◆ **What you will do**
Reproduce the data below word for word, starting at its first line and ending at the line that contains "pixel 210 160". Include both of these lines.

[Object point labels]
-*-*-

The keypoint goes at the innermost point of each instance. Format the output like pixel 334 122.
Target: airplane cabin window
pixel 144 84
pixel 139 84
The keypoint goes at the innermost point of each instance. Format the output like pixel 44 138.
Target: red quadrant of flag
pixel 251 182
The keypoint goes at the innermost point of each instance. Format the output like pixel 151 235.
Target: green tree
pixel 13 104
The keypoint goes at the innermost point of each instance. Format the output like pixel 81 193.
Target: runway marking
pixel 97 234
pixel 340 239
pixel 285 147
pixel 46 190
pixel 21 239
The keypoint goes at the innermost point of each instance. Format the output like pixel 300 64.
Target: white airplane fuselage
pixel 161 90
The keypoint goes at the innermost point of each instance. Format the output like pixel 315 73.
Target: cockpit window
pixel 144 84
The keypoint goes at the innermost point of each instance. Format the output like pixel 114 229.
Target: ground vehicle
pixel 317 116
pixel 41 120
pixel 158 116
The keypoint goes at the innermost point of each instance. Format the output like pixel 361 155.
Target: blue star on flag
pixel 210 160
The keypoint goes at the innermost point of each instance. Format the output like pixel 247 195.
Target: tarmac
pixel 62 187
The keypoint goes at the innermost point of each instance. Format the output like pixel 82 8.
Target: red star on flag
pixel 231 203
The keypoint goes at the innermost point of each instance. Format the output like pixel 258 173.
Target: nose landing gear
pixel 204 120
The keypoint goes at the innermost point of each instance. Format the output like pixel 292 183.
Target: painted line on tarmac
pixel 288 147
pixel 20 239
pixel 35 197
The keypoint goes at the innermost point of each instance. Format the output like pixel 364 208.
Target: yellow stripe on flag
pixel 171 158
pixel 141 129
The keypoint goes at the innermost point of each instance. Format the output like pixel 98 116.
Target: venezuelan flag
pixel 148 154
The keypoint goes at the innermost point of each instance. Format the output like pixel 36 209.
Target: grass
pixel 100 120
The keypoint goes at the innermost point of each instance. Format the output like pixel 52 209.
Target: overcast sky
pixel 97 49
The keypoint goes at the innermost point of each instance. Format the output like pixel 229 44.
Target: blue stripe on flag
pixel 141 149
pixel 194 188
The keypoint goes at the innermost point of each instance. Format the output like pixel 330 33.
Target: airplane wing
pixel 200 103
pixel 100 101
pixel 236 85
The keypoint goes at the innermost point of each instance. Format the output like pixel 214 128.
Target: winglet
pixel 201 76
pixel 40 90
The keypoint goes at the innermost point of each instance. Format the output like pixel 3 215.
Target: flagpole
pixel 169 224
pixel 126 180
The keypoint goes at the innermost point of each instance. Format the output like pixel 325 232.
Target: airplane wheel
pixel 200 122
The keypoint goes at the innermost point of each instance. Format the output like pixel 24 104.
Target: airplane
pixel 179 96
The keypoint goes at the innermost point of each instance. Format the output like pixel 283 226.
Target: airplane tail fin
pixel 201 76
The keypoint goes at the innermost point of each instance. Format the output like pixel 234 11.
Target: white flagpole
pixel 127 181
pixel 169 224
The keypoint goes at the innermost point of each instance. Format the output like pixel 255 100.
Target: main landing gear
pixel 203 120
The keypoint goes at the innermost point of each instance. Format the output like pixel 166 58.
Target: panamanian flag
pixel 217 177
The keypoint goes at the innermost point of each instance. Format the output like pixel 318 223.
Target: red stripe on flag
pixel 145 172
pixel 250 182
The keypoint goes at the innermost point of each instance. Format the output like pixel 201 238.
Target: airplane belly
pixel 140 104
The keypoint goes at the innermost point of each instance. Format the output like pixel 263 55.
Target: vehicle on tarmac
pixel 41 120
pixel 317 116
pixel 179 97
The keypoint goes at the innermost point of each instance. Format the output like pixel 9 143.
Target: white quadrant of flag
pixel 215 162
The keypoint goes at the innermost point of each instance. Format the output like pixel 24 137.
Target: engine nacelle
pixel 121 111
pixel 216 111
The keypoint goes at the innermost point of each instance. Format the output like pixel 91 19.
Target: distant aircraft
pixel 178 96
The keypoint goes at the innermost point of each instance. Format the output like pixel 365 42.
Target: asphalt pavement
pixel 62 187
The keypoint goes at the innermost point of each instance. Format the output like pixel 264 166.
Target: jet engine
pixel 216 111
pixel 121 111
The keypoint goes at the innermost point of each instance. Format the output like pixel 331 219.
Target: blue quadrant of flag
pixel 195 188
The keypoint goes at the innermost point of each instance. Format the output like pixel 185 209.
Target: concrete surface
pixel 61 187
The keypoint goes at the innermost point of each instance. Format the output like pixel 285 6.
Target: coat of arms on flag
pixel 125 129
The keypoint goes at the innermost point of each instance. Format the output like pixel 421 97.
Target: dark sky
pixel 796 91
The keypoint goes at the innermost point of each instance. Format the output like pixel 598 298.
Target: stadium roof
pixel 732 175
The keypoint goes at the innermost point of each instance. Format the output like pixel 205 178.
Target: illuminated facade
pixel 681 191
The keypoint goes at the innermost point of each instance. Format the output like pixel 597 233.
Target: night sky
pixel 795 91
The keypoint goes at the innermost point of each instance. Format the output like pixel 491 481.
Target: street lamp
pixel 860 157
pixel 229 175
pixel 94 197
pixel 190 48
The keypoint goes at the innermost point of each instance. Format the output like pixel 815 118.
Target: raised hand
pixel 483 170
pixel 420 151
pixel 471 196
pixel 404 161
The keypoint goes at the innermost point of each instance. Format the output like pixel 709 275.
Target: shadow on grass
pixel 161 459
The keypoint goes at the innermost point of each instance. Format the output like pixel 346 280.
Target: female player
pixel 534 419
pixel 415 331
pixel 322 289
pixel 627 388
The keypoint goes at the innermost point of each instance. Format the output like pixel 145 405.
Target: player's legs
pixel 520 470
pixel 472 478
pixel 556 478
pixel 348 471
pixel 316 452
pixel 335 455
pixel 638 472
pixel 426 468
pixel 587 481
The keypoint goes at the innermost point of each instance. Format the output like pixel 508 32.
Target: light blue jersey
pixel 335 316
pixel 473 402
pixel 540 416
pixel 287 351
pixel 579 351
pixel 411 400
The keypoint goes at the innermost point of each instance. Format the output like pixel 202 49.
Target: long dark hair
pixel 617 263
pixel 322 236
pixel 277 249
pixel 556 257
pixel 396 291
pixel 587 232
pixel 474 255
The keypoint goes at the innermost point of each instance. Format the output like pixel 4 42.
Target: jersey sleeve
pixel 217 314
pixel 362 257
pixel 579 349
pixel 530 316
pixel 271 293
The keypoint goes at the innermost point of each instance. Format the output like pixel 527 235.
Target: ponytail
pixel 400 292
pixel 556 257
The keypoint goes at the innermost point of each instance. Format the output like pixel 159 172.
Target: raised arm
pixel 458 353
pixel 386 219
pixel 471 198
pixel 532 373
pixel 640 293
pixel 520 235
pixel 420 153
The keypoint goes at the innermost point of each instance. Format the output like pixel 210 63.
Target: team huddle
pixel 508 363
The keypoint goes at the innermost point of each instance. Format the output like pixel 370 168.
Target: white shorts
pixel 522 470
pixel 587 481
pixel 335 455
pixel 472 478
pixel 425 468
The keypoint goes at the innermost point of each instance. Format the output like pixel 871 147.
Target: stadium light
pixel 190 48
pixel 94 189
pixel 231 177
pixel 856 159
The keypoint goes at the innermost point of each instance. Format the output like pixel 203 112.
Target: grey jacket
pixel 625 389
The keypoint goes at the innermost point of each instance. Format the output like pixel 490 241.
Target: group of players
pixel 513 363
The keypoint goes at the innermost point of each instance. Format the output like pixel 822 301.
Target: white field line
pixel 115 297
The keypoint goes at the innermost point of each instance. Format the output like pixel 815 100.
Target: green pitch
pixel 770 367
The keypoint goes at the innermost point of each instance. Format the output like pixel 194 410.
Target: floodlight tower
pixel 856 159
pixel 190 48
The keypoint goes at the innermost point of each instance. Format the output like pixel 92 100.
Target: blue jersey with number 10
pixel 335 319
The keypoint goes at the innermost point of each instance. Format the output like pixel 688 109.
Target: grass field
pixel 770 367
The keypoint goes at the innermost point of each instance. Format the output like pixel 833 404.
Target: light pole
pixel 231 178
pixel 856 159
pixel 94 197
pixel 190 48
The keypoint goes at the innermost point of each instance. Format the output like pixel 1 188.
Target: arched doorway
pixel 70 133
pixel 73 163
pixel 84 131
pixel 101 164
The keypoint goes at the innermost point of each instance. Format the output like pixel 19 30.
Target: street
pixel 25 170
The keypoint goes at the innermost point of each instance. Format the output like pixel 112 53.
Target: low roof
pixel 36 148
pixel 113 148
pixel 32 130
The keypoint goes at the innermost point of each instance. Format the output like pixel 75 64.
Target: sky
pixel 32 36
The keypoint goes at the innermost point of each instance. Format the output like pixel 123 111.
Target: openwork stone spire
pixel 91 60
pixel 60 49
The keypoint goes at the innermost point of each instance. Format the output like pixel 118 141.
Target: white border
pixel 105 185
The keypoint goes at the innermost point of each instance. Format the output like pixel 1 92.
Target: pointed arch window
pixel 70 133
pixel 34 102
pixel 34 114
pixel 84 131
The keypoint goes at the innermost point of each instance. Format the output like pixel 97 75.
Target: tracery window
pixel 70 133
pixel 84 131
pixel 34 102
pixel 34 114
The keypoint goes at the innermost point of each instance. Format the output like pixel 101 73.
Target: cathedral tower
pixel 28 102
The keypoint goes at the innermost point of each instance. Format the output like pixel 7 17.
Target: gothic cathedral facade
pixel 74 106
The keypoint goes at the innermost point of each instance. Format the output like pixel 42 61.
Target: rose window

-*-*-

◆ **Result of this task**
The keypoint goes at the innermost point of each instance. Format the output like pixel 334 122.
Target: airplane cabin window
pixel 144 84
pixel 139 84
The keypoint goes at the innermost point of each instance. Format the output like pixel 44 138.
Target: red quadrant of flag
pixel 251 182
The keypoint goes at the innermost point of each instance. Format the output like pixel 151 235.
Target: green tree
pixel 13 104
The keypoint goes at the innermost point of each instance. Format the output like pixel 81 193.
Target: runway marking
pixel 97 234
pixel 340 239
pixel 285 147
pixel 46 190
pixel 21 239
The keypoint goes at the innermost point of each instance. Format the output like pixel 300 64.
Target: white airplane fuselage
pixel 161 90
The keypoint goes at the innermost point of each instance. Format the output like pixel 315 73.
Target: cockpit window
pixel 144 84
The keypoint goes at the innermost point of each instance. Format the output like pixel 114 229.
Target: ground vehicle
pixel 317 116
pixel 41 120
pixel 158 116
The keypoint goes at the innermost point of each instance. Format the output like pixel 361 155.
Target: blue star on flag
pixel 210 160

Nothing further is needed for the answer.